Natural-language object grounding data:
================================
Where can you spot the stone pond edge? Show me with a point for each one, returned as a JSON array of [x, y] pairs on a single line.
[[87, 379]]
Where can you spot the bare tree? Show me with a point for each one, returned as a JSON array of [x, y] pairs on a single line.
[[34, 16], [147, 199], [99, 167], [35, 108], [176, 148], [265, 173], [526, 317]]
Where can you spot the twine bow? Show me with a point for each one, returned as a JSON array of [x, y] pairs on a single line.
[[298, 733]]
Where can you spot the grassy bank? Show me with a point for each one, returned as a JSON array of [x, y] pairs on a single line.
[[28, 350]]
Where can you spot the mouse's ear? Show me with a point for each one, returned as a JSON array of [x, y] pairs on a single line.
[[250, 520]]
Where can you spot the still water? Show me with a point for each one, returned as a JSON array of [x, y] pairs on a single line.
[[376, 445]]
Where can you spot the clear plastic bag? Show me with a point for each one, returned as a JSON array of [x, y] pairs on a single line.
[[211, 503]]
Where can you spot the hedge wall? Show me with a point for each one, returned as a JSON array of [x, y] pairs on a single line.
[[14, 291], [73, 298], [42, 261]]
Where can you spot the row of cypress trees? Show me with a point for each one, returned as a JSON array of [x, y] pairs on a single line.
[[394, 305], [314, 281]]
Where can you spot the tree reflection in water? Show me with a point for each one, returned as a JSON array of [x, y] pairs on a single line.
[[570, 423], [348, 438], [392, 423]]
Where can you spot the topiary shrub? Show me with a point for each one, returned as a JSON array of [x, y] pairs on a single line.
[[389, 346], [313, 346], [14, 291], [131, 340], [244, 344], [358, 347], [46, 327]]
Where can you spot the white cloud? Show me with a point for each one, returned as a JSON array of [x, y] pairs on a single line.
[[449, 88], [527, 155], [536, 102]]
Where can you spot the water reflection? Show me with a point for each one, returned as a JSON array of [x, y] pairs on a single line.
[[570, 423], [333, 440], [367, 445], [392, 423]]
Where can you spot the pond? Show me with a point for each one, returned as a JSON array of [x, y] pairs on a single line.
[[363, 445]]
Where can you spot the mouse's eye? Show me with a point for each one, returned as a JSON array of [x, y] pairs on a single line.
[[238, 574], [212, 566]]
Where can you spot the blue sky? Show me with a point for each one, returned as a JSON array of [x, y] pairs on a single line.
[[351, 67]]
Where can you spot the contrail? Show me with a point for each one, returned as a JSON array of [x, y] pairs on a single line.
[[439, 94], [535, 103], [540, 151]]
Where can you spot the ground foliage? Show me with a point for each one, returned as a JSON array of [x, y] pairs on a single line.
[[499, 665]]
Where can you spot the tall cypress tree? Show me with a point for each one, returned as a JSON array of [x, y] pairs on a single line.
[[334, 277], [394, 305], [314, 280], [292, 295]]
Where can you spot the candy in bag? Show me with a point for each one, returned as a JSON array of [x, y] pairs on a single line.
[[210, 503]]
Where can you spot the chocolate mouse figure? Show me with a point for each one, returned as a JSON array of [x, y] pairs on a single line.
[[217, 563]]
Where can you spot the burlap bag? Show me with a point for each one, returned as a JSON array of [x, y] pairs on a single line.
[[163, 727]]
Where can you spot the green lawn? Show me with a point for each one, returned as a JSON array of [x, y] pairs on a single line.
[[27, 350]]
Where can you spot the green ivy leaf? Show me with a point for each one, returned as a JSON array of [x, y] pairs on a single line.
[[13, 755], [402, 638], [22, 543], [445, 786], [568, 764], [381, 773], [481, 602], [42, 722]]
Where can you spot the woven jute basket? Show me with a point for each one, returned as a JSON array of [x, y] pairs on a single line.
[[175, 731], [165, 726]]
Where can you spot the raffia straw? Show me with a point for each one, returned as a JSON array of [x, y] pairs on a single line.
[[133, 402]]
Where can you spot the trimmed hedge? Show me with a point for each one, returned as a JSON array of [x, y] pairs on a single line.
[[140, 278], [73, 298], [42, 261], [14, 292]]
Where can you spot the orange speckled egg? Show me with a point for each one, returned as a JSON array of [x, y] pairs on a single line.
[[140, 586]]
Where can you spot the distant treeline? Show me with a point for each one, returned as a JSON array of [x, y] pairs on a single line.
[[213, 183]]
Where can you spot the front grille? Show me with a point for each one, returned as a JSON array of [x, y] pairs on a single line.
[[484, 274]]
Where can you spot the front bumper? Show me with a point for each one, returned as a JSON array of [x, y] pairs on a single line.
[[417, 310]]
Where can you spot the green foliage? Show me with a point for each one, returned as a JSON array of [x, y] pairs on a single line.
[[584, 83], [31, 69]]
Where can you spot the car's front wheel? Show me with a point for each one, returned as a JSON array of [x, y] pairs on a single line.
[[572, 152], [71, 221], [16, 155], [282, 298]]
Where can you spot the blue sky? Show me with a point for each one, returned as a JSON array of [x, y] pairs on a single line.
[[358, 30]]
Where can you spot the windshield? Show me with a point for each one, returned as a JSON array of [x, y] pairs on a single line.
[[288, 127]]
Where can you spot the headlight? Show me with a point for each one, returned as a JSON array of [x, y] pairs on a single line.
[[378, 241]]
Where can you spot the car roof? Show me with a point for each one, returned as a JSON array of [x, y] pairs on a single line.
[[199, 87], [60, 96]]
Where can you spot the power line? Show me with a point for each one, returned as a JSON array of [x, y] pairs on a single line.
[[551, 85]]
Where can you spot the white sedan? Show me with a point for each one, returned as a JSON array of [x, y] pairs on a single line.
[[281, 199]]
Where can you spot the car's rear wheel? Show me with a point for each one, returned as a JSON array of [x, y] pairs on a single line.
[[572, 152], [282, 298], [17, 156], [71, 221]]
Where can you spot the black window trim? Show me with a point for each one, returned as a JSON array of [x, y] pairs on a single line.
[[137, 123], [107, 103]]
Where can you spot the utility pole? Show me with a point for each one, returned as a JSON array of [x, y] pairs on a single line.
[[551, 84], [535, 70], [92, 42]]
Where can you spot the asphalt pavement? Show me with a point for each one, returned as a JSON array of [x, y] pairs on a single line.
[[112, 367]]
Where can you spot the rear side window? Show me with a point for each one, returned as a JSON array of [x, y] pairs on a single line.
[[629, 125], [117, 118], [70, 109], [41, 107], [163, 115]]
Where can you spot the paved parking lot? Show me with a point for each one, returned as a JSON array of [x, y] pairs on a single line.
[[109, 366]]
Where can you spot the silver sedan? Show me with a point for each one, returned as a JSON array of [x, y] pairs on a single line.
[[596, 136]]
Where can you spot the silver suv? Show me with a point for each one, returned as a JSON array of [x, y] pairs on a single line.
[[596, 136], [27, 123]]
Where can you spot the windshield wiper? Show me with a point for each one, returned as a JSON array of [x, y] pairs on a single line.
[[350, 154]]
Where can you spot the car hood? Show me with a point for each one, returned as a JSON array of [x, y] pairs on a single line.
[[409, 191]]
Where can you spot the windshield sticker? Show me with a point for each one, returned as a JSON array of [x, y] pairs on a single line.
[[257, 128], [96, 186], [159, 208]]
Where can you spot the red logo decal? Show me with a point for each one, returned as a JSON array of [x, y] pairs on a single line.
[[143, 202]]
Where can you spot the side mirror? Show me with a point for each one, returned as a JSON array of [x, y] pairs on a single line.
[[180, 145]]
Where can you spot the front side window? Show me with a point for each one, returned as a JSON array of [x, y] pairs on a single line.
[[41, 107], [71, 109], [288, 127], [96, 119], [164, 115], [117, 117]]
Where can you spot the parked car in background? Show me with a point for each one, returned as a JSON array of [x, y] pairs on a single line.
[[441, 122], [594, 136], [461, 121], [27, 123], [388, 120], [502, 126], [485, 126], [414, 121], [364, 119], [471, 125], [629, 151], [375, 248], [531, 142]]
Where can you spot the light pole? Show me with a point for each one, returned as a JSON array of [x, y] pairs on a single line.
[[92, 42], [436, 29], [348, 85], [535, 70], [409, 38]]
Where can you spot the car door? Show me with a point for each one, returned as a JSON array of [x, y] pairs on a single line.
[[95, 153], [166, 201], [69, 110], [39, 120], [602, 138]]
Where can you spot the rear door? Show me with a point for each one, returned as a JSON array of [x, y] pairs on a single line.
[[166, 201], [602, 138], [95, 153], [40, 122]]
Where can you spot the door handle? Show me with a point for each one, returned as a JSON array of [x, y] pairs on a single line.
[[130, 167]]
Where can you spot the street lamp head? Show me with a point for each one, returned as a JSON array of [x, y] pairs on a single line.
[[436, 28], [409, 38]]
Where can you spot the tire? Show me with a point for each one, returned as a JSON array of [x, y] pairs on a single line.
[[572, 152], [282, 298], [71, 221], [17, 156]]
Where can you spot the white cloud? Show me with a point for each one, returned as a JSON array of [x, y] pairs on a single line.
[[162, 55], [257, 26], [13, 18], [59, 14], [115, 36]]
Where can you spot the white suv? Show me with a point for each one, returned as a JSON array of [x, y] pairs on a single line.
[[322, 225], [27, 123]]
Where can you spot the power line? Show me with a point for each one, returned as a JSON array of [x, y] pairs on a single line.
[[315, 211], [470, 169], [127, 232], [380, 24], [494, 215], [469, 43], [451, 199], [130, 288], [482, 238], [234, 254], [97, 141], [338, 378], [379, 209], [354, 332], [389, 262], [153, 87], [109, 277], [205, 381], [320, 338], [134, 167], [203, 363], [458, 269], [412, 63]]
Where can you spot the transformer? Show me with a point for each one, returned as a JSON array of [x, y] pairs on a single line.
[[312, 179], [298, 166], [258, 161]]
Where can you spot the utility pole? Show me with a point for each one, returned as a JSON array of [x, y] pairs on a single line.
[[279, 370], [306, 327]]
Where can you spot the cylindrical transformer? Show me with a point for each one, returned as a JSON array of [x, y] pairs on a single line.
================================
What you will do:
Copy, word for word, the line that contains "Where can you spot the tire?" and every line after it through the end of the records, and nothing else.

Response to the exercise:
Where can you spot the tire? Show me with a point for each one, returned as a JSON array of [x, y] pairs on a single line.
[[572, 152], [282, 298], [71, 221], [17, 156]]
Where can you spot the white cloud? Show me with a point for each one, returned as a JSON array of [x, y] pairs on a single line.
[[162, 55], [257, 26], [13, 18], [59, 14], [115, 36]]
Where can you spot the white suv? Show me with a point for each one, returned as a JSON array of [x, y] pairs on a single line.
[[322, 225], [27, 123]]
Where can you spot the power line? Show me with a point for each one, returned as a JSON array of [x, y] pairs on a single line.
[[315, 211], [470, 169], [127, 232], [380, 24], [494, 215], [469, 43], [451, 199], [130, 288], [482, 238], [234, 254], [97, 141], [338, 378], [379, 209], [354, 332], [389, 262], [153, 87], [109, 277], [205, 381], [320, 338], [134, 167], [203, 363], [458, 269], [412, 63]]
Where can you spot the transformer? Show me with a point for each one, returned as a JSON array of [x, y] pairs on a single line.
[[312, 179], [298, 166], [258, 161]]
Where can you spot the utility pole? Show me with a point for each one, returned as a JSON array of [x, y] pairs on a single line.
[[279, 370], [306, 327]]
Where can you spot the cylindrical transformer? Show me with a point for each one, returned as a JSON array of [x, y] pairs on a single line.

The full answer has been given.